WHAT YOU WILL DO:
Count the lines below that contain the string "positive", and please reply with the number alone.

MATERIAL PROVIDED:

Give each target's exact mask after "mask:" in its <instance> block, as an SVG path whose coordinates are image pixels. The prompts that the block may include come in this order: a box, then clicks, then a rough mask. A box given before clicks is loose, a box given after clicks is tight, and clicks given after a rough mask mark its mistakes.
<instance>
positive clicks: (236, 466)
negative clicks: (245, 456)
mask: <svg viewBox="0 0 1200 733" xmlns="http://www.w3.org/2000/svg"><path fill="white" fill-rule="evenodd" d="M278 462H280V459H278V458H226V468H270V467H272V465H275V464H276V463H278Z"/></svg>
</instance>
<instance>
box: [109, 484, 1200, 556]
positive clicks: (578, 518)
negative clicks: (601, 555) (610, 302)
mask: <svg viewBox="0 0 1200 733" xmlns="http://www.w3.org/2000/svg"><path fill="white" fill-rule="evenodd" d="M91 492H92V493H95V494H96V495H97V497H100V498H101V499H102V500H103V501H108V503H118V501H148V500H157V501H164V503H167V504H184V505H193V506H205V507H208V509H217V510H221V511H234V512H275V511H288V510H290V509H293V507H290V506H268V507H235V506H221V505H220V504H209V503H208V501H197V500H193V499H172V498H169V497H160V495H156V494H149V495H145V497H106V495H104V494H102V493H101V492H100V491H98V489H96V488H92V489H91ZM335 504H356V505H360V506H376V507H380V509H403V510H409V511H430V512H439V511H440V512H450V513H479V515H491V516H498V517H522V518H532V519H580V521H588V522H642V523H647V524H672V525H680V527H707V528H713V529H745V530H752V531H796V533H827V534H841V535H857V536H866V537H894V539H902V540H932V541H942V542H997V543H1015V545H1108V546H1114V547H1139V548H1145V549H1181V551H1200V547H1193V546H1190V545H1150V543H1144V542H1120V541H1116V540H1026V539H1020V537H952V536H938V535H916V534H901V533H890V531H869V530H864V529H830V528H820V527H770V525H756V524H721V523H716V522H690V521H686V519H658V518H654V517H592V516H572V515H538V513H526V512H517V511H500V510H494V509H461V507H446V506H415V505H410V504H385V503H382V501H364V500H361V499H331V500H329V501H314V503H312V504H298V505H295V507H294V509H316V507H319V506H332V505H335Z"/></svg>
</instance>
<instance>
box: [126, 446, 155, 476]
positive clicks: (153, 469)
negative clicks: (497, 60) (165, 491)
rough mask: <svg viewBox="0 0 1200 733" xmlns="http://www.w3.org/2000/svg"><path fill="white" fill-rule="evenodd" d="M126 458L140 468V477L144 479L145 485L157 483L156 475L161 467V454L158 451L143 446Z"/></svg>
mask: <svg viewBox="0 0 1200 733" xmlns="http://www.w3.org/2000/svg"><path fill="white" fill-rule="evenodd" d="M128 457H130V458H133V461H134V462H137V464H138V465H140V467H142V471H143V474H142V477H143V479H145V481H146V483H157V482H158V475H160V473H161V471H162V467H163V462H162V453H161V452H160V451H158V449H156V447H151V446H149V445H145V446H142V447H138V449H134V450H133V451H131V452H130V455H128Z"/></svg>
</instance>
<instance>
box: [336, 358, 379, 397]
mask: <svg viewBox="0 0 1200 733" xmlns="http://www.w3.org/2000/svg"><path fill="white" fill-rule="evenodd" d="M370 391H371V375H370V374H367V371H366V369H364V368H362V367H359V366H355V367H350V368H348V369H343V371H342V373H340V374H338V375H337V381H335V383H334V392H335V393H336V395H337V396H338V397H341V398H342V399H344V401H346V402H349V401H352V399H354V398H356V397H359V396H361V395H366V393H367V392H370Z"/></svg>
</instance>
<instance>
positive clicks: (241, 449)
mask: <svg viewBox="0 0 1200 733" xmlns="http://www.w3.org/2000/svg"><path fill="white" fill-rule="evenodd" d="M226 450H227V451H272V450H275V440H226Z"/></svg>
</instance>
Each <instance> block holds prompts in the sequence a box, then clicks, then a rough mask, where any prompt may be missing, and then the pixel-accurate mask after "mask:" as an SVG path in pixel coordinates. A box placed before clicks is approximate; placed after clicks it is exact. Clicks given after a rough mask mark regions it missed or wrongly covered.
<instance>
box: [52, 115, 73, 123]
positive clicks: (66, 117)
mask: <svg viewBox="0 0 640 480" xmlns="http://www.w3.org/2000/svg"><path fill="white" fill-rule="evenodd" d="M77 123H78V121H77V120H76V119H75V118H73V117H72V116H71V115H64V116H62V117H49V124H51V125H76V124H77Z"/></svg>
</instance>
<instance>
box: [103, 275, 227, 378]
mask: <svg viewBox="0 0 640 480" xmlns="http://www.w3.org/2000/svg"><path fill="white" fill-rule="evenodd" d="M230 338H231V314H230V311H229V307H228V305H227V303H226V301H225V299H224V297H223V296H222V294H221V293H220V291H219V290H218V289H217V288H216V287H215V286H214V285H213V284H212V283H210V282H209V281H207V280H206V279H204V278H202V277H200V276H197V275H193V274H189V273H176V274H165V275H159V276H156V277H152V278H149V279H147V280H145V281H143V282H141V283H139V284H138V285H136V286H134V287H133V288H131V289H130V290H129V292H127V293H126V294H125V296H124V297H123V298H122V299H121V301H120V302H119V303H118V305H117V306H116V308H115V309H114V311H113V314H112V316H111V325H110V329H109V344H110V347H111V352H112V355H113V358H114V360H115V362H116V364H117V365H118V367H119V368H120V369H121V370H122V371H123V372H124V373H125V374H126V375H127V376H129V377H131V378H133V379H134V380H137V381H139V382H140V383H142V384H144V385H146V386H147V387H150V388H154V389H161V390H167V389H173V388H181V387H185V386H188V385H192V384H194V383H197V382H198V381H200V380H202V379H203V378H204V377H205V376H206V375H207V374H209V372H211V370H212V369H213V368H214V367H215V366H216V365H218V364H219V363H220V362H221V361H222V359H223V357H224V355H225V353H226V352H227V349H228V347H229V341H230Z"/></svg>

WORKED SOLUTION:
5